- [STATED EXERCISE A]: Reproduce the part of the political films excerpt that runs from "Practical, universal lessons: Politics" up to and including "King’s Men (1949)".

- [EXCERPT TO READ]:
>> start

Campaign strategy: Lie. If that doesn’t work, lie bigger, faster, louder, and more.

Practical, universal lessons: People who are willing to win an election by any means possible can’t be trusted to use power responsibly after the election is won. Also, secret kingmakers shouldn’t get greedy for public recognition and adulation as well as behind-the-scenes string-pulling power.

Narrow, film-specific lessons: If you’re going to make up a war with a random country, choose one with a natural rhyme that will make life easier on the folksinger you hire to popularize your position. And if your Big Lie needs a public, heroic face, a nun-raping psychopath is probably not your best choice.

The Great McGinty (1940)
Dan McGinty (Brian Donlevy), a penniless hobo who enters politics when he manages to vote 37 times for the machine candidate in a mayoral election, at two dollars a vote. Suitably impressed, the Boss (Akim Tamiroff) takes him under his wing and grooms him for the mayor’s office, and then the governorship. But when McGinty falls in love with the woman he’s married only to further his career, he decides he wants to become an honest public servant in order to be worthy of her, and he and the Boss end up as exiles and fugitives from justice.


Campaign strategy: Make sure your minions have plenty of cash on them on Election Day.

Practical, universal lessons: Politics is a job like any other. The secret to a successful career in government is all about knowing the ropes and keeping your backers happy. Feel free to make flowery speeches, but don’t make the mistake of believing your own bullshit.

Narrow, film-specific lessons: Your pals are the ones who brought you to this dance, not that high-toned dame sitting on the couch mouthing good-government bromides. Bros before upstanding political wives.

All The King’s Men (1949)

>> end

[Part of a data file]
>> start

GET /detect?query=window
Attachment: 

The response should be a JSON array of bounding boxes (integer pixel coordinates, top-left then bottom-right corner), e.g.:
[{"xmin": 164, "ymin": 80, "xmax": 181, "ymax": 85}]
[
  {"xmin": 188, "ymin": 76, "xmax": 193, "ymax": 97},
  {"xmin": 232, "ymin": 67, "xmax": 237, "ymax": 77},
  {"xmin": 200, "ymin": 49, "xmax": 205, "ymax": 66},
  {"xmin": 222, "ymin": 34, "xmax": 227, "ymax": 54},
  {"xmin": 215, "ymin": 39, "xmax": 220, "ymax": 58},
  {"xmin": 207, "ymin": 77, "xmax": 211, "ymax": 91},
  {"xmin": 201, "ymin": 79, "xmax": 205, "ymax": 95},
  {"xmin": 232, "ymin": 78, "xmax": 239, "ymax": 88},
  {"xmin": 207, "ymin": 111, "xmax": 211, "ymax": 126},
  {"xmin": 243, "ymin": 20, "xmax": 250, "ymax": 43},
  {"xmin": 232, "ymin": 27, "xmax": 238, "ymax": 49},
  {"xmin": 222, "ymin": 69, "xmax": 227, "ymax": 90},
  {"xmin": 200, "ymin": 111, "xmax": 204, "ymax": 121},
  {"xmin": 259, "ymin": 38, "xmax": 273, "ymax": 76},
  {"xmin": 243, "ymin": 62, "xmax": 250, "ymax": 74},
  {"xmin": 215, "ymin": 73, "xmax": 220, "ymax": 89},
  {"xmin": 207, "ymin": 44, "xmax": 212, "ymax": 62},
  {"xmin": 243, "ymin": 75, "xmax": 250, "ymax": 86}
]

>> end

- [STATED EXERCISE B]: Write out every line of the records above without any change.

- [CORRECT RESULT A]:
Practical, universal lessons: Politics is a job like any other. The secret to a successful career in government is all about knowing the ropes and keeping your backers happy. Feel free to make flowery speeches, but don’t make the mistake of believing your own bullshit.

Narrow, film-specific lessons: Your pals are the ones who brought you to this dance, not that high-toned dame sitting on the couch mouthing good-government bromides. Bros before upstanding political wives.

All The King’s Men (1949)

- [CORRECT RESULT B]:
GET /detect?query=window
Attachment: 

The response should be a JSON array of bounding boxes (integer pixel coordinates, top-left then bottom-right corner), e.g.:
[{"xmin": 164, "ymin": 80, "xmax": 181, "ymax": 85}]
[
  {"xmin": 188, "ymin": 76, "xmax": 193, "ymax": 97},
  {"xmin": 232, "ymin": 67, "xmax": 237, "ymax": 77},
  {"xmin": 200, "ymin": 49, "xmax": 205, "ymax": 66},
  {"xmin": 222, "ymin": 34, "xmax": 227, "ymax": 54},
  {"xmin": 215, "ymin": 39, "xmax": 220, "ymax": 58},
  {"xmin": 207, "ymin": 77, "xmax": 211, "ymax": 91},
  {"xmin": 201, "ymin": 79, "xmax": 205, "ymax": 95},
  {"xmin": 232, "ymin": 78, "xmax": 239, "ymax": 88},
  {"xmin": 207, "ymin": 111, "xmax": 211, "ymax": 126},
  {"xmin": 243, "ymin": 20, "xmax": 250, "ymax": 43},
  {"xmin": 232, "ymin": 27, "xmax": 238, "ymax": 49},
  {"xmin": 222, "ymin": 69, "xmax": 227, "ymax": 90},
  {"xmin": 200, "ymin": 111, "xmax": 204, "ymax": 121},
  {"xmin": 259, "ymin": 38, "xmax": 273, "ymax": 76},
  {"xmin": 243, "ymin": 62, "xmax": 250, "ymax": 74},
  {"xmin": 215, "ymin": 73, "xmax": 220, "ymax": 89},
  {"xmin": 207, "ymin": 44, "xmax": 212, "ymax": 62},
  {"xmin": 243, "ymin": 75, "xmax": 250, "ymax": 86}
]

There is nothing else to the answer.